[SUPPLIED PASSAGE]

Amy began following online posts about Oaxaca Xoloitzcuintle. We almost bought one, but it was just before a two month trip to the east coast and Europe. While we were gone, our house sitters took care of feeding the “adopted” dogs that showed up at the backdoor each day.

It happened quickly. Amy saw on Facebook that the breeder here in Oaxaca had a puppy for sale. It was available because the people who had asked for it had not responded to phone calls. We went to have a look, meeting at a nearby coffee shop. The breeder, Enrique, arrived late. Opening the front of his jacket, two big ears popped out, then a little face with inquisitive eyes. With a half hour it was done. We drove home with our Xoloitzcuintle. It will be a medium sized female. 

So far so good. Her name is Malinalli, a day in the Aztec calendar associated with the god Patecatl. Patecatl is associated with medicine, healing, and fertility. She is the most intelligent animal I have ever had. Curious, attentive, playful and sometimes obstreperous. She trains quickly.

Amy is her favorite. 

I call her Molly.

Sunday, August 19, 2012

Endlessly Changing

“Physical bodies are transferred past one barrier after another, from one life to another, and all things are subject to transformation and change, save only the essence of existence itself -- since it is constant and immutable, and upon it is founded the life of every species and kind, of every contingent reality throughout the whole of creation.” - Abdu'l-Baha

This quote is so beautiful and profound. I found it because a few days ago my dog had to be euthanized in front of my wife Lori and I. He was not even one year old, but had come to us with weaknesses that led to his demise. In the brief time he was with us, he had made our hearts more open and full. Now, we were faced with ordering his death—and in that we were also dying a little.

[/SUPPLIED PASSAGE]

__USING THE INFORMATION__.
[1] In the dog passage, what is the name of the breeder who brought the puppy to the coffee shop?
[2] Print the part of the dog passage starting with "Amy is her favorite." and going on through "dying a little.".

[DATASET EXTRACT]

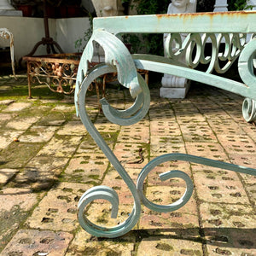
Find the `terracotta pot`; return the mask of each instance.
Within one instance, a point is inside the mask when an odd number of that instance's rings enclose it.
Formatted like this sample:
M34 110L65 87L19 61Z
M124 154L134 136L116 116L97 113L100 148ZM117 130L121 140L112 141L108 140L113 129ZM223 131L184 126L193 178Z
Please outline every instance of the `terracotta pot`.
M18 9L22 11L24 17L31 17L33 9L31 5L23 4L23 5L20 5Z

[/DATASET EXTRACT]

__ACTIVITY ANSWERS__.
[1] Enrique

[2]
Amy is her favorite. 

I call her Molly.

Sunday, August 19, 2012

Endlessly Changing

“Physical bodies are transferred past one barrier after another, from one life to another, and all things are subject to transformation and change, save only the essence of existence itself -- since it is constant and immutable, and upon it is founded the life of every species and kind, of every contingent reality throughout the whole of creation.” - Abdu'l-Baha

This quote is so beautiful and profound. I found it because a few days ago my dog had to be euthanized in front of my wife Lori and I. He was not even one year old, but had come to us with weaknesses that led to his demise. In the brief time he was with us, he had made our hearts more open and full. Now, we were faced with ordering his death—and in that we were also dying a little.